(Entries from a pointing dataset)
______________________________
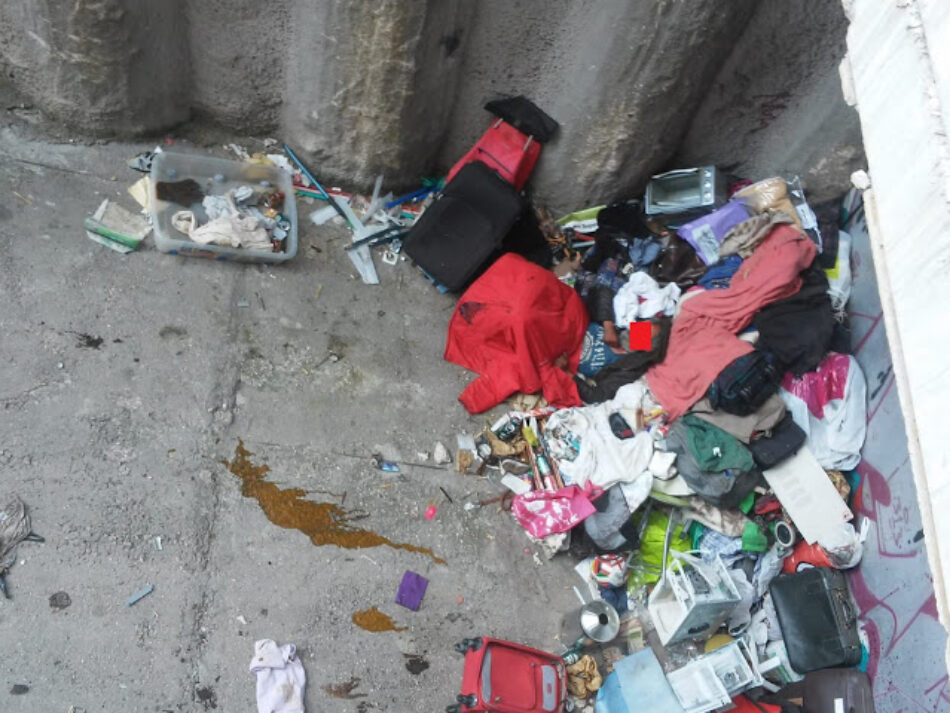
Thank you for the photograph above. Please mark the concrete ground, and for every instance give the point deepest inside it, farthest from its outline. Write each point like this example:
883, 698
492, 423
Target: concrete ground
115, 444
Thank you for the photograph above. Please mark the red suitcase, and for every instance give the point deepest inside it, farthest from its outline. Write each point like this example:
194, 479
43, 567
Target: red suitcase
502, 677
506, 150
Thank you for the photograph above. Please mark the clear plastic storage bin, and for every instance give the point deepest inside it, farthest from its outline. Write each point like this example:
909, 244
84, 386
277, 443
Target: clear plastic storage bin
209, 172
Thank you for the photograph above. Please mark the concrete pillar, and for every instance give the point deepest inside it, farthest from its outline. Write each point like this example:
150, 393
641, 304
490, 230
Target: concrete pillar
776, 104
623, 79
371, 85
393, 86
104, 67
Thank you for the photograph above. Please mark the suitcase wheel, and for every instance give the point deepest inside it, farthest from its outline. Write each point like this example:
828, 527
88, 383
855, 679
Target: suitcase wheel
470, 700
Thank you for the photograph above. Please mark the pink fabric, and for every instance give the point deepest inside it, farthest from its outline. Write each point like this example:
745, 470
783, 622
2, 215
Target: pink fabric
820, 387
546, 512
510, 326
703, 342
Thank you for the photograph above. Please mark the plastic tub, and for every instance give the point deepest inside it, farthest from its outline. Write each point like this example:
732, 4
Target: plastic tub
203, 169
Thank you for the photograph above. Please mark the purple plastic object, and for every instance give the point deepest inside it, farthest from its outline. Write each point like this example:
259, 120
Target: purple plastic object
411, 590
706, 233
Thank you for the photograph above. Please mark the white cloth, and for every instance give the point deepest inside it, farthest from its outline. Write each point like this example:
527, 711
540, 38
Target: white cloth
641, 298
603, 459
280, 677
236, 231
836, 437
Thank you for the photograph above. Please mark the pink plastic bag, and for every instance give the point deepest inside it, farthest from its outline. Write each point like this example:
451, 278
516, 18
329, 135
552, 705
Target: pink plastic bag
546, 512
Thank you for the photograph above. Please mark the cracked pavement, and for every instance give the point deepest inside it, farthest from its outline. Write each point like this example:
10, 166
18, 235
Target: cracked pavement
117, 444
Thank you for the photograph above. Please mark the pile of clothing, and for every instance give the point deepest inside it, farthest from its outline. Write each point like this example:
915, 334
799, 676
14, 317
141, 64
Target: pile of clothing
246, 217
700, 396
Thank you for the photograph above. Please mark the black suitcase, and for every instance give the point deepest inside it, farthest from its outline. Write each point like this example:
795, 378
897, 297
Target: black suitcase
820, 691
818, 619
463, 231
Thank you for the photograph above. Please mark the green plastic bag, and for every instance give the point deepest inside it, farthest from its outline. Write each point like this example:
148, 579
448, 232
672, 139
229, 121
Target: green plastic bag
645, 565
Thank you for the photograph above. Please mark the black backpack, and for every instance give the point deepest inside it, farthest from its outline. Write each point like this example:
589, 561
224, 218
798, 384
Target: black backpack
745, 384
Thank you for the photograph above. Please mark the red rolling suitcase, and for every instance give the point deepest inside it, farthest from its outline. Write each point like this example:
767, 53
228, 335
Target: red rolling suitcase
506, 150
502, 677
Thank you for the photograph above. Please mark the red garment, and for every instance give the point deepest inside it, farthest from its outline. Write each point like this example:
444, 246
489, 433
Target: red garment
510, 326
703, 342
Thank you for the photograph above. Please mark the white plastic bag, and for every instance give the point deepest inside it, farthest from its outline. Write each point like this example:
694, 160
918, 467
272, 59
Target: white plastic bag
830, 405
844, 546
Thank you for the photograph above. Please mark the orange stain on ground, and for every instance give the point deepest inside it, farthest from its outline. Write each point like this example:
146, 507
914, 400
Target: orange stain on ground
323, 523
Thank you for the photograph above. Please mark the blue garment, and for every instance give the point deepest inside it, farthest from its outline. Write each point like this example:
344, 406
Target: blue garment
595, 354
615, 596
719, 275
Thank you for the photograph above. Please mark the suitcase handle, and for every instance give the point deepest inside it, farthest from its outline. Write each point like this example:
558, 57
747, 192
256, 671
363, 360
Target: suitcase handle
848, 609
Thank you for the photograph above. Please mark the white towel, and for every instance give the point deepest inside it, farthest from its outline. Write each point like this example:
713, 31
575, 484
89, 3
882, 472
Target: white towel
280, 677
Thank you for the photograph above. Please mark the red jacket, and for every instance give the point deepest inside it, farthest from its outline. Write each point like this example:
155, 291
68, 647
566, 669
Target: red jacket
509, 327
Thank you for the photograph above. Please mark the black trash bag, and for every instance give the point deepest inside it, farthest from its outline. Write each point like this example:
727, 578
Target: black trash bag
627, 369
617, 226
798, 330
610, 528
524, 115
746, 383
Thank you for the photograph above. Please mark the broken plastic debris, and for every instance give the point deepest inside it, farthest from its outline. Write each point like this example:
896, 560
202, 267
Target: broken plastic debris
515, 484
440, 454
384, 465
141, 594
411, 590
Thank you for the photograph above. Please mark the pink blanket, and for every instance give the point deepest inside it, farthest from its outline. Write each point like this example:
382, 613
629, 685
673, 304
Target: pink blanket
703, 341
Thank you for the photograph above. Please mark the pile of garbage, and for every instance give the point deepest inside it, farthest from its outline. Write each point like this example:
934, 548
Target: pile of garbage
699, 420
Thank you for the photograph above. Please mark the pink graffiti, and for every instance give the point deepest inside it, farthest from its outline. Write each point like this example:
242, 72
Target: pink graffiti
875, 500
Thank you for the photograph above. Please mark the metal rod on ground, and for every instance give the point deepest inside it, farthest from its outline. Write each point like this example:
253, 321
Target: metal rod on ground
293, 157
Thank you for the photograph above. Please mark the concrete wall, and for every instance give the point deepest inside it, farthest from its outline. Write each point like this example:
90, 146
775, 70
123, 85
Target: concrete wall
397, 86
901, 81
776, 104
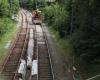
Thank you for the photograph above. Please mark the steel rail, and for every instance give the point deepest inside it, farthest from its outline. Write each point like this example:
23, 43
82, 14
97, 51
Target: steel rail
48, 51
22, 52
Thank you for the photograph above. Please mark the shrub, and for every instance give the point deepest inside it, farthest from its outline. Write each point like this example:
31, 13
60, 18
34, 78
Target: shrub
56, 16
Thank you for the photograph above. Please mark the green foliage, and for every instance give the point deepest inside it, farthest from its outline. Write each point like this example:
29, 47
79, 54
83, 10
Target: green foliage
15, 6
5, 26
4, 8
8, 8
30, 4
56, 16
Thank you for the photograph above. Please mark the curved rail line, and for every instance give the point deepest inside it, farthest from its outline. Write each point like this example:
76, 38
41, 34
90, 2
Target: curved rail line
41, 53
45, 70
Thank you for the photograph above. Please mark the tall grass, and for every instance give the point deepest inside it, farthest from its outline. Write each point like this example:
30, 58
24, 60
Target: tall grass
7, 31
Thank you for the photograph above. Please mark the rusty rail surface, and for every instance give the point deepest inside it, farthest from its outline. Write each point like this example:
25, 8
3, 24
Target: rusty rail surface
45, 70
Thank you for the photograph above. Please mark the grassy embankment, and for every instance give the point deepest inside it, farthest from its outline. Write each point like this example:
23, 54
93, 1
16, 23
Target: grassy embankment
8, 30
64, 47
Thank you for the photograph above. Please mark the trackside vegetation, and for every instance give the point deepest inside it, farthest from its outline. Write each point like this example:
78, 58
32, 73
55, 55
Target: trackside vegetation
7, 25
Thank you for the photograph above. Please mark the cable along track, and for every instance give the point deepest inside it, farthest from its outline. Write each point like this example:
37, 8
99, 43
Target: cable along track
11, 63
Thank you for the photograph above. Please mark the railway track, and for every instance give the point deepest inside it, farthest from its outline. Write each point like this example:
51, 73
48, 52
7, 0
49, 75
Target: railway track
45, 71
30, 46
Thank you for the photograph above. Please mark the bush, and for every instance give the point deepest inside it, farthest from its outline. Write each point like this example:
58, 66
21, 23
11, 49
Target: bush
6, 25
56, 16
______________________________
• _Brief_
All lines from the one with "Thank you for the photograph above. Please mark the grassy" through the final line above are to be quoted exactly; quote no other line.

• _Task result_
Thank you for the photograph above. Please mark the grassy embankment, and for every instance give the point deepest inside it, farthest from its outline. Write each point like this example:
23, 54
93, 1
16, 23
Target: grassy embankment
8, 30
64, 47
Thank you for the photograph above. Please mark the trackside vegetation, and for every instance give the point deepest inside it, farthest from its outline. Write each point like this example:
78, 58
32, 73
55, 55
Target: trackside vegetation
7, 25
Thank you for the photograph above. Please mark the cable along track, and for every instance give the point deepest inside it, farthest from its outline. Write each point like this example:
37, 8
99, 43
Target: cable along track
11, 63
Thank you for the photograph above. Please mark the railway track, and for every instance give the point deepest inside it, farthest from its outline. Write each point like this example:
51, 73
48, 52
7, 0
49, 75
Target: railway track
45, 71
30, 46
Thank you for the photograph above. Please mark the bush, and for every instance give the point deepest inside it, farthest from its outline. Write each point like this example:
58, 66
21, 23
11, 49
Target: bush
6, 25
56, 16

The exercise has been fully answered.